- Exercise requirements:
When you reach the line containing "Target: street lamp" in the entries below, begin reproducing lines exactly, and stop once the line containing "pin the person walking, one dot per instance" is done.

___ The input

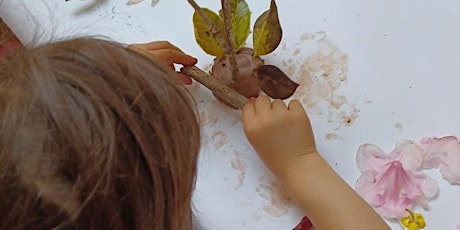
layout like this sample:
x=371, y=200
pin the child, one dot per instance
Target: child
x=95, y=135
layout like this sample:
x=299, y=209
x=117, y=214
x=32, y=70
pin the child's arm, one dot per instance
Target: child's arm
x=283, y=138
x=168, y=54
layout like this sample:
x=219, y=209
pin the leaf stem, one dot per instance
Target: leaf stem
x=229, y=48
x=220, y=90
x=213, y=28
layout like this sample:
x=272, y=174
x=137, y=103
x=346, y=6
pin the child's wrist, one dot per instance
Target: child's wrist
x=300, y=166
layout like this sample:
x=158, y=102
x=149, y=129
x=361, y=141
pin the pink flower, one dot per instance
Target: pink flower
x=392, y=182
x=305, y=224
x=443, y=153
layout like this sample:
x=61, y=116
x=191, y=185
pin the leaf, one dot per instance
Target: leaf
x=240, y=20
x=204, y=33
x=275, y=83
x=267, y=31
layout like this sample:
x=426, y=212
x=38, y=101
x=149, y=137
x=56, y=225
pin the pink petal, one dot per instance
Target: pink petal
x=443, y=153
x=370, y=157
x=304, y=224
x=436, y=150
x=409, y=154
x=394, y=189
x=450, y=169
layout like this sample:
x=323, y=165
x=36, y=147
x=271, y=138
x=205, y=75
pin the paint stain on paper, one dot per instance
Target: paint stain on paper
x=333, y=136
x=133, y=2
x=208, y=118
x=239, y=164
x=321, y=73
x=399, y=126
x=278, y=200
x=219, y=138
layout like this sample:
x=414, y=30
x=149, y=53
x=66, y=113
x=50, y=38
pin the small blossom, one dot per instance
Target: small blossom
x=414, y=221
x=305, y=224
x=443, y=153
x=392, y=182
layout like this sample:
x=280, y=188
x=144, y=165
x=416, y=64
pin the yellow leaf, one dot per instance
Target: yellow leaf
x=205, y=34
x=267, y=31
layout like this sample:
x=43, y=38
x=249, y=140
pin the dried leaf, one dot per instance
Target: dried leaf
x=204, y=34
x=275, y=83
x=241, y=20
x=267, y=31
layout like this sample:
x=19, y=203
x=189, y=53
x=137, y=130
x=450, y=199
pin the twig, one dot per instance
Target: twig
x=229, y=49
x=214, y=30
x=220, y=90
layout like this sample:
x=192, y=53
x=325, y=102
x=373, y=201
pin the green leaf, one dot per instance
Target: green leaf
x=267, y=31
x=241, y=22
x=275, y=83
x=204, y=33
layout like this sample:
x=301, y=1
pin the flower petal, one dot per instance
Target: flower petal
x=394, y=189
x=436, y=150
x=369, y=157
x=409, y=154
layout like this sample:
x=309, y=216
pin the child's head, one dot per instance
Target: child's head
x=94, y=136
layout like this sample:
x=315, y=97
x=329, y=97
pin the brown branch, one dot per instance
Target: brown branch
x=229, y=49
x=220, y=90
x=214, y=30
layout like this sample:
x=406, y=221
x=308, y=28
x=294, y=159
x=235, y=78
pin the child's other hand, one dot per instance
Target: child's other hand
x=280, y=134
x=168, y=54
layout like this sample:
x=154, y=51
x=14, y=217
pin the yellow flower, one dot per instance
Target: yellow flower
x=414, y=221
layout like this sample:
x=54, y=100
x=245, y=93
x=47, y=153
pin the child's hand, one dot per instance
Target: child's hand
x=168, y=54
x=280, y=134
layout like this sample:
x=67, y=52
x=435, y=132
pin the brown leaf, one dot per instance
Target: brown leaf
x=275, y=83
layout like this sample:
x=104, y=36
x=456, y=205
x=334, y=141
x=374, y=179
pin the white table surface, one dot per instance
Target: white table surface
x=392, y=70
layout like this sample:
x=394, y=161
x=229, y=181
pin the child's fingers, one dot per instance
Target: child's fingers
x=262, y=104
x=295, y=105
x=248, y=112
x=174, y=56
x=158, y=45
x=184, y=79
x=278, y=104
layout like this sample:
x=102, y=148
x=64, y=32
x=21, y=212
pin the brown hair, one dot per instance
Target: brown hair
x=94, y=136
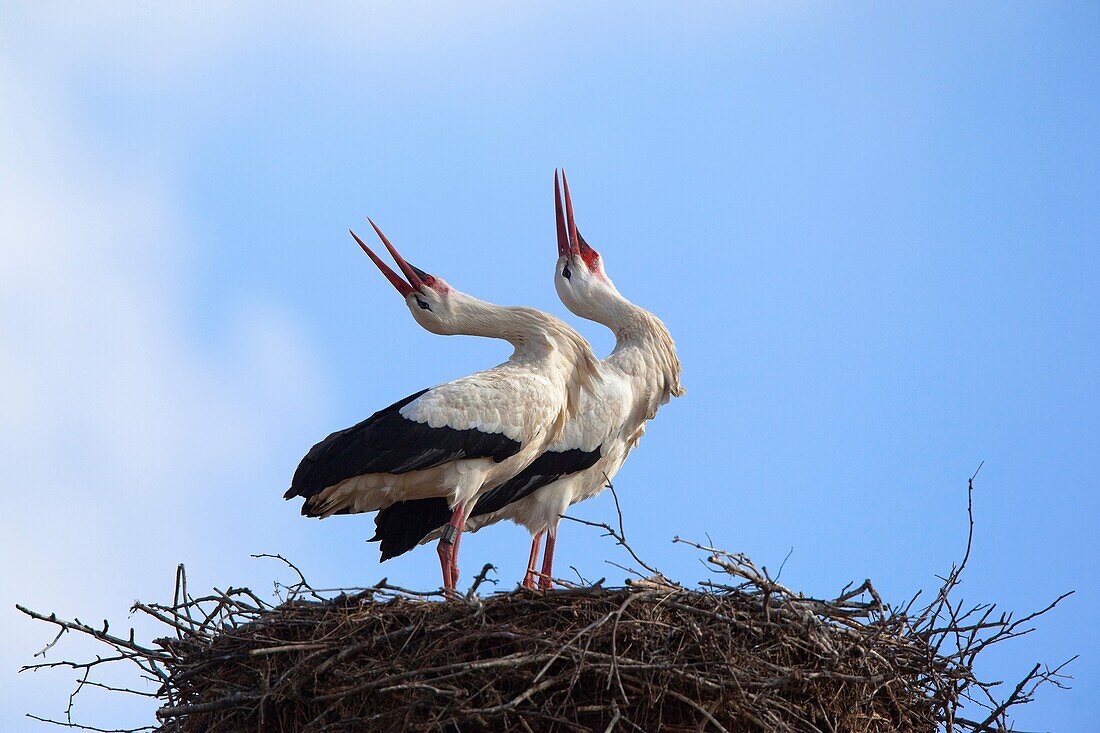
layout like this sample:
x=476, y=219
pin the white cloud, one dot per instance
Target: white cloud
x=119, y=429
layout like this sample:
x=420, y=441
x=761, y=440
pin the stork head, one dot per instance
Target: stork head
x=582, y=284
x=433, y=304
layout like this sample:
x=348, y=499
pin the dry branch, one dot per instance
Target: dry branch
x=744, y=654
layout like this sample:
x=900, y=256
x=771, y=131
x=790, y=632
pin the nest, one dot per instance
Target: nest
x=745, y=654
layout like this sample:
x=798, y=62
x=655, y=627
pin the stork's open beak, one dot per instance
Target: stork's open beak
x=569, y=239
x=417, y=277
x=563, y=249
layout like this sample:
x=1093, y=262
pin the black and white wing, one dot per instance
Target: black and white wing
x=410, y=435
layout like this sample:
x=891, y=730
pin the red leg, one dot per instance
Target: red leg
x=529, y=577
x=448, y=545
x=545, y=581
x=454, y=557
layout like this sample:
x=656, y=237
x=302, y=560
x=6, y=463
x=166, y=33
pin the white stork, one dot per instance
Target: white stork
x=639, y=375
x=455, y=440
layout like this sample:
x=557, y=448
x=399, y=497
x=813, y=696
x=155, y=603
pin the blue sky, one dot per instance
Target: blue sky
x=872, y=231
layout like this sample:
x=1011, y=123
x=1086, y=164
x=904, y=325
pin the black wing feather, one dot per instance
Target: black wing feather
x=388, y=442
x=402, y=526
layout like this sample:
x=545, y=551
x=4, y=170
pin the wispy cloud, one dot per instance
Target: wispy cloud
x=120, y=429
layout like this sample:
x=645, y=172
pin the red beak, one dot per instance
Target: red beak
x=574, y=244
x=415, y=279
x=563, y=249
x=410, y=273
x=569, y=239
x=402, y=286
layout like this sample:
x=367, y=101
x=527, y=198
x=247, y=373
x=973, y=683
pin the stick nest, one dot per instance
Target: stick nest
x=745, y=654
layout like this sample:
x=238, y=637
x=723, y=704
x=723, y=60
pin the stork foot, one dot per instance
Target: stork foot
x=546, y=579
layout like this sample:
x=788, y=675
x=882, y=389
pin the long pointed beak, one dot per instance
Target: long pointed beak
x=402, y=286
x=409, y=271
x=563, y=248
x=574, y=242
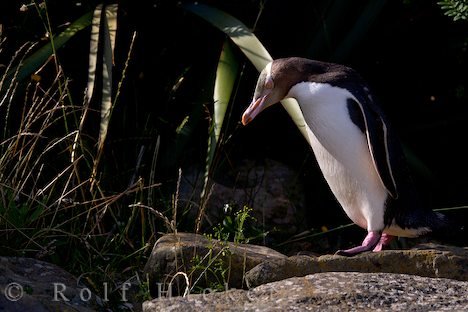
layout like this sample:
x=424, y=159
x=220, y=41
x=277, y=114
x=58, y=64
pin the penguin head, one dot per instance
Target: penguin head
x=275, y=81
x=266, y=94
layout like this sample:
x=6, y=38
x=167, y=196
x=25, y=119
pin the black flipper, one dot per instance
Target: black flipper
x=380, y=143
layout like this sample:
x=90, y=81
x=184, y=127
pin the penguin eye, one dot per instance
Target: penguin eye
x=269, y=83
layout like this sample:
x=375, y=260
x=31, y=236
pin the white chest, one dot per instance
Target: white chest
x=342, y=152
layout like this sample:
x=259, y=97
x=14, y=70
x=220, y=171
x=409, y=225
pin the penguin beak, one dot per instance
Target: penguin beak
x=253, y=110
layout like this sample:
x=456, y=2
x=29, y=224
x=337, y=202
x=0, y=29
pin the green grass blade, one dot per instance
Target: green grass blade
x=33, y=62
x=249, y=44
x=93, y=50
x=109, y=31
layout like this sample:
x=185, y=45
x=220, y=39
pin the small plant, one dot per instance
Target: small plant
x=456, y=9
x=238, y=225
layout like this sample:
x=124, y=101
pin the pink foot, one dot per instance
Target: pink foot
x=385, y=239
x=372, y=240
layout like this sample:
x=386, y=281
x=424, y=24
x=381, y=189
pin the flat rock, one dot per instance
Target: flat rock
x=332, y=291
x=427, y=260
x=270, y=188
x=198, y=256
x=28, y=285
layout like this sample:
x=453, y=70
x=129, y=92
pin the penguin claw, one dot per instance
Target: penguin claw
x=372, y=241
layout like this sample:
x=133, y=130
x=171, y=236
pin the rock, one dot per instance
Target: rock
x=270, y=188
x=428, y=260
x=332, y=291
x=174, y=253
x=31, y=285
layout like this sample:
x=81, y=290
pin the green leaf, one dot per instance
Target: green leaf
x=253, y=49
x=226, y=74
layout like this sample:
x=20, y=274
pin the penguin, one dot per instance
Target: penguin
x=355, y=147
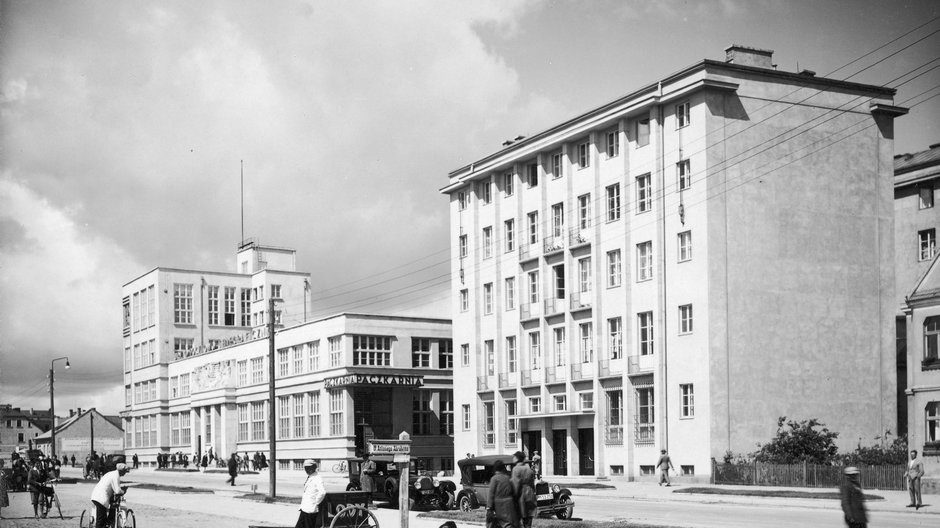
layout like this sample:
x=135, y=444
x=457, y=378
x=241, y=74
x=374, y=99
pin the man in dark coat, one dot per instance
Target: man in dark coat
x=853, y=500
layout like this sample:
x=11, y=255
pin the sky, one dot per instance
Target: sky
x=123, y=124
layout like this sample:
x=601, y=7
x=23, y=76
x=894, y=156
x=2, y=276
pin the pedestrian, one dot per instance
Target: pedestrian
x=367, y=474
x=232, y=469
x=915, y=470
x=664, y=464
x=313, y=495
x=853, y=500
x=502, y=507
x=523, y=484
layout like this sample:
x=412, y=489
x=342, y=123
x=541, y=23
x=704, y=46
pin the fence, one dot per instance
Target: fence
x=884, y=477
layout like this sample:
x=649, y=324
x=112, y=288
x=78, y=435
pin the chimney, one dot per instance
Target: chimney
x=747, y=56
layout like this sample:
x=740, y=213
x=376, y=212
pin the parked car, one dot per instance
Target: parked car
x=475, y=474
x=424, y=491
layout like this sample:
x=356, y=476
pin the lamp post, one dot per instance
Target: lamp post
x=52, y=398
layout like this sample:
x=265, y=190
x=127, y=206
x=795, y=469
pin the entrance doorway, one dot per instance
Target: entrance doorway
x=586, y=451
x=560, y=451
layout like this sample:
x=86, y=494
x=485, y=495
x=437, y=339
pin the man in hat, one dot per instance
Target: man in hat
x=107, y=488
x=853, y=500
x=313, y=495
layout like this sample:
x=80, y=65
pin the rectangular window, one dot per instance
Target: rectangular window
x=685, y=246
x=684, y=174
x=613, y=143
x=644, y=261
x=645, y=332
x=183, y=303
x=509, y=230
x=643, y=195
x=420, y=352
x=685, y=319
x=928, y=243
x=614, y=267
x=686, y=401
x=682, y=115
x=376, y=351
x=510, y=293
x=586, y=342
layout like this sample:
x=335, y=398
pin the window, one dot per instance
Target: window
x=511, y=354
x=535, y=350
x=533, y=219
x=420, y=353
x=686, y=401
x=584, y=155
x=465, y=415
x=510, y=293
x=645, y=416
x=645, y=326
x=509, y=228
x=685, y=319
x=586, y=342
x=561, y=349
x=613, y=268
x=615, y=337
x=183, y=303
x=928, y=243
x=642, y=132
x=584, y=211
x=445, y=354
x=487, y=242
x=684, y=174
x=613, y=143
x=421, y=413
x=336, y=413
x=489, y=424
x=643, y=194
x=682, y=115
x=464, y=300
x=685, y=246
x=926, y=196
x=377, y=351
x=447, y=413
x=644, y=261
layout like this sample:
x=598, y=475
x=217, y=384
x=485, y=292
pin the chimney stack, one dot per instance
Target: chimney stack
x=747, y=56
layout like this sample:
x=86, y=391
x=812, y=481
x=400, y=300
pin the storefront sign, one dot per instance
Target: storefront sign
x=374, y=379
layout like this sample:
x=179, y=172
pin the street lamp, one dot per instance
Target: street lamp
x=52, y=397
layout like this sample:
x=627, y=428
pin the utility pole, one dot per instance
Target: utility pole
x=272, y=408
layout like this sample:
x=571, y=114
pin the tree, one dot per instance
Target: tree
x=799, y=441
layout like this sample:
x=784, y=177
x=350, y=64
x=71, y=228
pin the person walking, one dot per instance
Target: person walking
x=313, y=495
x=502, y=507
x=523, y=485
x=232, y=469
x=664, y=464
x=853, y=500
x=915, y=470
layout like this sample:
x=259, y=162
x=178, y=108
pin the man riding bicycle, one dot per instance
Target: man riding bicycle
x=105, y=491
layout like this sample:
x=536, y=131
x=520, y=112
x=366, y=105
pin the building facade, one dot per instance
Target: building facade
x=202, y=383
x=676, y=269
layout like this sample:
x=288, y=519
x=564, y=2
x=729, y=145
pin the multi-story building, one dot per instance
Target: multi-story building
x=678, y=268
x=201, y=380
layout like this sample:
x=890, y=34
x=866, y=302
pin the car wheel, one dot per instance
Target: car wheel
x=569, y=509
x=465, y=504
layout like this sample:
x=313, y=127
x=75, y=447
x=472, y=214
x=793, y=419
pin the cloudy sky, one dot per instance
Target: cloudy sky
x=122, y=125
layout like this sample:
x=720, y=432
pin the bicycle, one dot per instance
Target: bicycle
x=123, y=516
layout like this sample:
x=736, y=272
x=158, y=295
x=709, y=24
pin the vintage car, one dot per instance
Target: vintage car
x=475, y=476
x=424, y=490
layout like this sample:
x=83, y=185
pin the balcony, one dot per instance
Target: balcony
x=582, y=300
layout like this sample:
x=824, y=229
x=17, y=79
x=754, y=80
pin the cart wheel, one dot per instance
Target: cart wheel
x=354, y=517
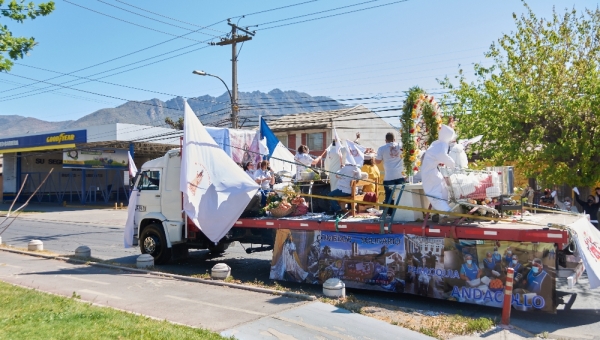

______

- The answer:
Target: street lamp
x=52, y=397
layout like this sample:
x=627, y=428
pin the utility pole, one dot per instance
Target: utility pole
x=272, y=408
layout like this sample:
x=571, y=114
pin the tree, one dot per instance
Target: tree
x=799, y=441
layout like this sample:
x=784, y=177
x=350, y=64
x=71, y=228
pin the person walking, one dot per instance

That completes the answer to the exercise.